Extrait du texte ->
======
En 1976, le réalisateur Lo Wei, ayant mis en scène Bruce Lee sur Big Boss (1971) et La Fureur de Vaincre (1972), repère Jackie Chan et tente de l’imposer comme le digne héritier de ce dernier avec Fist of fury, suite officielle de La Fureur de Vaincre. Le succès n’étant pas vraiment au rendez-vous, Jackie Chan se refuse à singer la star internationale et, sous l’impulsion du réalisateur Yuen Woo-Ping, trouve sa voie en 1978 avec Le Chinois se Déchaîne : un style acrobatique hors du commun et un humour ravageur. Une nouvelle formule est née : la Kung Fu Comedy, ou film d’arts martiaux burlesque, incorporant au genre l’aspect clownesque et virtuose des comédies de l’Opéra de Pékin, dont sont issus la nouvelle star et son réalisateur. Épuré de la violence propre aux films de la Shaw Brothers ou de Bruce Lee, le style « Jackie Chan » devient vite une attraction familiale et les sorties se succèdent à un rythme soutenu : Le maitre chinois (Drunken Master) de Yuen Woo-Ping en 1978, L’Irrésistible de Lo Wei en 1978, La Hyène Intrépide qu’il réalise lui même en 1979 et bien d’autres.
======
Liste des consignes ->
**a.** D'après le texte sur Jackie Chan, avec quel film l'acteur trouve-t-il sa voie en 1978 ?
**b.** Poursuivez le texte sur Jackie Chan à partir de sa dernière phrase.
======
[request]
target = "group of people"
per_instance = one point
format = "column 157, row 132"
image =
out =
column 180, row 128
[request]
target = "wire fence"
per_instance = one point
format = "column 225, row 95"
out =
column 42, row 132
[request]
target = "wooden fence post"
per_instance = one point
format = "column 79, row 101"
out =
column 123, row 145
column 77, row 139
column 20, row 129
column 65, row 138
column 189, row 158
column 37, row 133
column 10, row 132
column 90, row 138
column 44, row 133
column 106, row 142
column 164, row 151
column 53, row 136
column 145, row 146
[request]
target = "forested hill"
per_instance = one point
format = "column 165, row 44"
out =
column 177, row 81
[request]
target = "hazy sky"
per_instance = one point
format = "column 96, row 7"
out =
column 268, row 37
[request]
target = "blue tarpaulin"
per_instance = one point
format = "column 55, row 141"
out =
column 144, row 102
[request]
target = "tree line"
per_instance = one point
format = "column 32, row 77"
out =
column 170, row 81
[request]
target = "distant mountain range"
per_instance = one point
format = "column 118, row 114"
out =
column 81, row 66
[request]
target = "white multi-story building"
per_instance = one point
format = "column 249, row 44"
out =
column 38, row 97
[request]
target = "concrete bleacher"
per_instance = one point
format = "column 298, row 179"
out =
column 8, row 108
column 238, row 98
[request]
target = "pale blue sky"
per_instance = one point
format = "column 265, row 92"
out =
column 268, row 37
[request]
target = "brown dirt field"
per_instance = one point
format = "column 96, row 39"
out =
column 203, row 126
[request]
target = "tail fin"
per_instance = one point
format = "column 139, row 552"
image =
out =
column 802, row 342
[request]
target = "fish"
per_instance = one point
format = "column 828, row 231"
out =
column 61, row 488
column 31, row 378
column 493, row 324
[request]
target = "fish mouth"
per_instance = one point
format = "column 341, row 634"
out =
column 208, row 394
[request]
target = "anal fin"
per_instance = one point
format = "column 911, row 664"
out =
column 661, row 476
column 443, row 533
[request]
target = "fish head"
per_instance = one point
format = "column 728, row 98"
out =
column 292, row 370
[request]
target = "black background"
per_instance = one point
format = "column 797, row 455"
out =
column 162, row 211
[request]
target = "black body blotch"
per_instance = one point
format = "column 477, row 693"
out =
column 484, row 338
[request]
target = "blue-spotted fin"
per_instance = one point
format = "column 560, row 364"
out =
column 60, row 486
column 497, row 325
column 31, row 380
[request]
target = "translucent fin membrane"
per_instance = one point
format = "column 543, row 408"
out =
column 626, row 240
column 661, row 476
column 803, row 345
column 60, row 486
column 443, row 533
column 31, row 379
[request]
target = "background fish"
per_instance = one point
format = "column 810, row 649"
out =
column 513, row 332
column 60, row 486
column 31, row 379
======
Réponses aux exercices ->
**a.** Avec Le Chinois se Déchaîne.

**b.**
Le Maitre Chinois (1978) / La Hyène Intrépide (1979)

Le genre dépasse alors les frontières et la star se permet même d’attaquer le marché américain avec Le chinois et Le retour du chinois, productions sino-américaines réalisées par Robert Clouse en 1980 et James Glickenhaus en 1985, n’obtenant toutefois pas un grand succès. C’est en revanche cette aventure américaine qui permet à l’acteur-réalisateur de découvrir le cinéma muet de Charlie Chaplin et Buster Keaton, participant fortement à modeler son art de la mise en scène et de la chorégraphie et qui, par conséquent, influencera la Kung Fu Comedy dans sa globalité.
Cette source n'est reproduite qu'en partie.